▶ _Lavoro richiesto_
A. Secondo il testo su Pasquale Rago, perché ad Albidona qualcuno lo ricorda ancora col soprannome di "Pascàghe'i Diàna"? Rispondi in una o due frasi.
B. Nel testo su Pasquale Rago, sostituisci "compaesano" con "concittadino" e riporta la parte che inizia con le parole contenenti "Ecco il pezzetto" e termina con "compaesano Pasquale Rago.".
C. Dove aprì la sua piccola bottega di artigianato Pasquale Rago, stando al testo su di lui?

▶ _Testo citato_
********

Lutto per Albidona e il mondo dell’arte: la immatura, tragica scomparsa di Pasquale Rago:
così intitolavo un mio articolo, quando nell’agosto del 1987 appresi la notizia della tragica morte di
Pasquale Rago, che in Albidona, qualcuno ricorda ancora col soprannome di “Pascàghe’i Diàna”,
perché sua madre si chiamava Diana Salvatore, figlia di una Tarsia; suo padre era l’operaio
Vincenzo Rago. Era nato verso il 1940, abitava nel rione San Nicola; fece l’apprendista falegname
in Albidona, verso gli anni Sessanta lasciò anche lui il paese e la famiglia, per trovare lavoro.



Ecco il pezzetto giornalistico:


Mentre siamo in macchina col giornale, apprendiamo la triste notizia della immatura scomparsa del
nostro amico e compaesano Pasquale Rago.
Dopo tante peripezie giovanili, e tante sofferenze, Pasquale si era definitivamente fermato a
Cosenza, aprendo una piccola bottega di artigianato nella salita di Corso Telesio e dinanzi al
notissimo Caffè Renzelli. Gli amici del rione di Cosenza vecchia lo chiamavano affettuosamente
“mastro Pasquale”, perché egli era un raffinatissimo artista del legno e anche della pietra. Le sue
opere andavano a ruba; e la bottega era continuamente visitata da ammiratori, da altri artisti e
soprattutto da giornalisti e critici d’arte. Anche a me chiese un articoletto, il caro Pasquale. E
quando ne lesse il titolo, accanto alla sua foto: Un artigiano calabrese alla ribalta, senza esaltarsi,
mi ringraziò con commozione, regalandomi una ballerina in legno che tengo ancora nel mio
salottino di Albidona. Un’altra volta, presentandomi il libro delle poesie di “Duonnu Pantu”

********

▶ _Dati forniti_
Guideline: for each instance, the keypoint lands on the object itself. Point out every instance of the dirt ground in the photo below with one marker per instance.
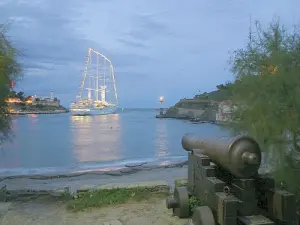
(37, 212)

********

▶ _Risultati_
A. Perché sua madre si chiamava Diana Salvatore.

B.
Ecco il pezzetto giornalistico:


Mentre siamo in macchina col giornale, apprendiamo la triste notizia della immatura scomparsa del
nostro amico e concittadino Pasquale Rago.

C. A Cosenza, nella salita di Corso Telesio, dinanzi al Caffè Renzelli.